In the records below, find the line that contains "box: [113, 271, 150, 274]" and the line that contains "164L132 185L139 193L150", then retype exactly those two lines and every line between them.

########################################

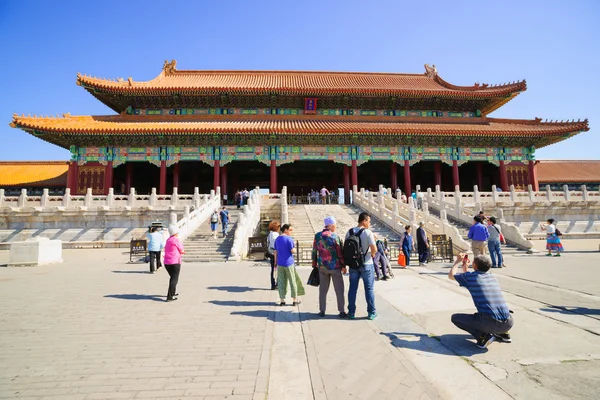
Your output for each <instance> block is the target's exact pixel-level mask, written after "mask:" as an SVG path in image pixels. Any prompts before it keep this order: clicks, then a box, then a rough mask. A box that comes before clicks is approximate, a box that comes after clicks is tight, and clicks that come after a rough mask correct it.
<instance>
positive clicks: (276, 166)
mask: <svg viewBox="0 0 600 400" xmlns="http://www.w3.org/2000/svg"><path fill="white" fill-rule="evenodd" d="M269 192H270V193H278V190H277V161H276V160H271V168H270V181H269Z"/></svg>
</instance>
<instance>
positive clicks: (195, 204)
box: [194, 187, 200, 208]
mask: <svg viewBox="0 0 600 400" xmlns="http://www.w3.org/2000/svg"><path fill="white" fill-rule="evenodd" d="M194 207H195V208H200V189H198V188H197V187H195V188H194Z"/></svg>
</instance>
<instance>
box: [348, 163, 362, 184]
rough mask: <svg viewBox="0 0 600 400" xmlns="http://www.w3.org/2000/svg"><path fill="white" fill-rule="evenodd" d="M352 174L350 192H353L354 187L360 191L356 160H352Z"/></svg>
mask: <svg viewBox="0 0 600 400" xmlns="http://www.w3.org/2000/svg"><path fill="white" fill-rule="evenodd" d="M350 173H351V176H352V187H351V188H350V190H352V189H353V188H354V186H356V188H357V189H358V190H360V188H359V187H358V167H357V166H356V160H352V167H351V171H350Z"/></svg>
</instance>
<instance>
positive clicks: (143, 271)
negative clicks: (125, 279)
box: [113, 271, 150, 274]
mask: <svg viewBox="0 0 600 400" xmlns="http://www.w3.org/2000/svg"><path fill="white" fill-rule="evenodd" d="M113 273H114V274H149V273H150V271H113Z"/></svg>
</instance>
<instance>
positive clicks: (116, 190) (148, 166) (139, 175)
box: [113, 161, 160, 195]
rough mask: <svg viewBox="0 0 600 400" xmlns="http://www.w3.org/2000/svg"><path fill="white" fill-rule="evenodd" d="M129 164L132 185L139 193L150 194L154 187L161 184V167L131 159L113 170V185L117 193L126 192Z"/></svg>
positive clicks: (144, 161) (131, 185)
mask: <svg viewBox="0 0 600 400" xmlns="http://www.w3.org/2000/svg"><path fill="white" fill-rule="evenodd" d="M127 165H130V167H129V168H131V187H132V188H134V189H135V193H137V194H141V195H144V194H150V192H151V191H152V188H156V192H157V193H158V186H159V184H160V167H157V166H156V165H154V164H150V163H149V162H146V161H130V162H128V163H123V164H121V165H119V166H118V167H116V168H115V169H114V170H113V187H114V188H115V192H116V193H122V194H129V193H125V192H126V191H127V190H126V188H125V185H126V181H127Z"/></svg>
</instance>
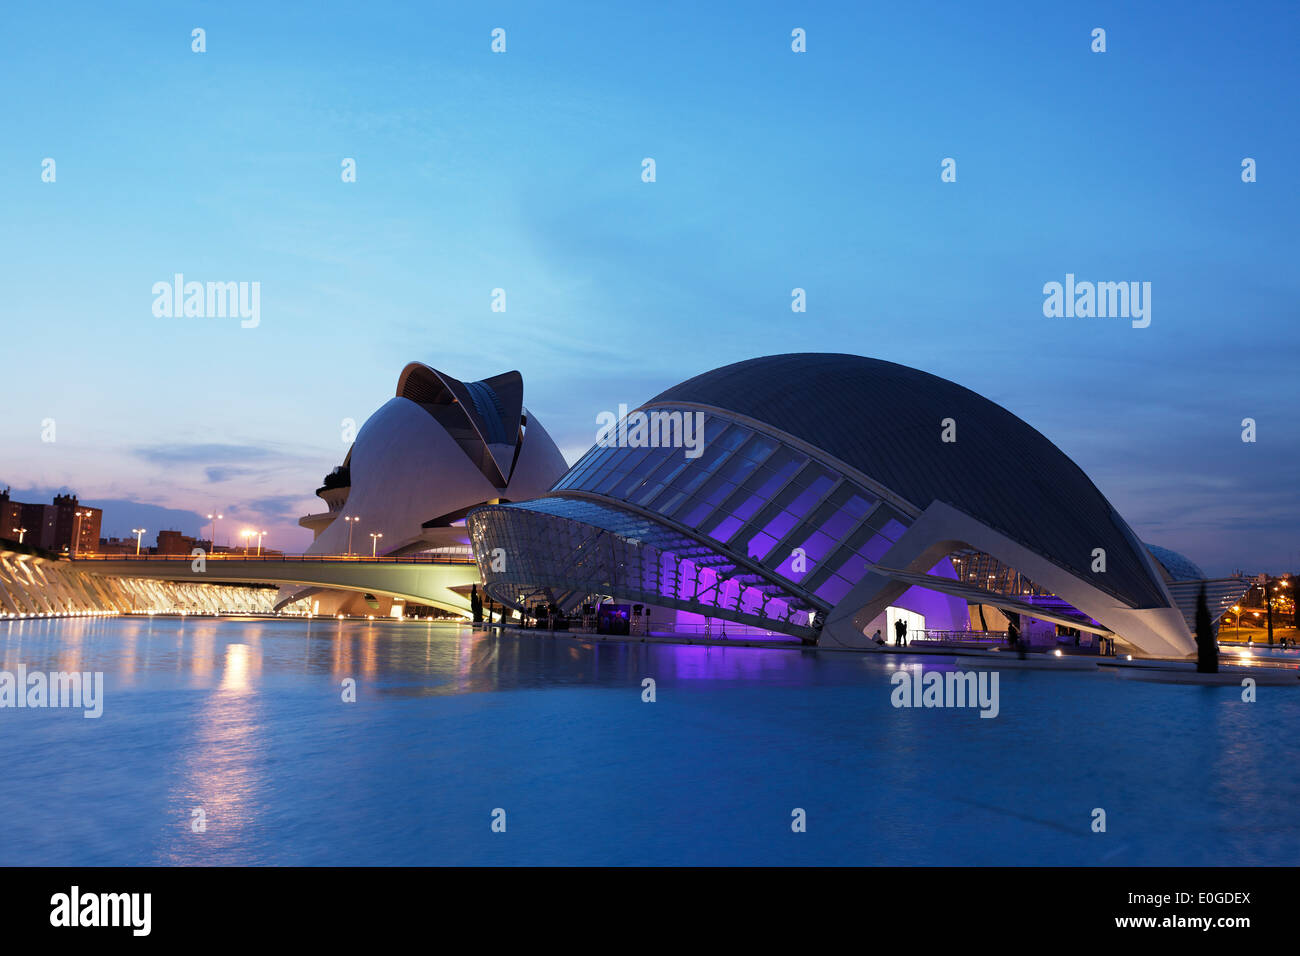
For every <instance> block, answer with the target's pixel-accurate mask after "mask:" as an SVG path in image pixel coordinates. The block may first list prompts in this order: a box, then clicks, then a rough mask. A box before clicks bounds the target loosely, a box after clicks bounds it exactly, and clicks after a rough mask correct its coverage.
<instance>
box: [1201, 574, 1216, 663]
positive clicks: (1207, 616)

########################################

### SOLUTION BELOW:
box: [113, 271, 150, 274]
mask: <svg viewBox="0 0 600 400" xmlns="http://www.w3.org/2000/svg"><path fill="white" fill-rule="evenodd" d="M113 273H114V274H149V273H150V271H113Z"/></svg>
</instance>
<instance>
positive clicks: (116, 190) (148, 166) (139, 175)
box: [113, 161, 160, 195]
rough mask: <svg viewBox="0 0 600 400" xmlns="http://www.w3.org/2000/svg"><path fill="white" fill-rule="evenodd" d="M129 164L132 185L139 193L150 194L154 187L161 184V167L131 159L113 170V185L117 193L126 192Z"/></svg>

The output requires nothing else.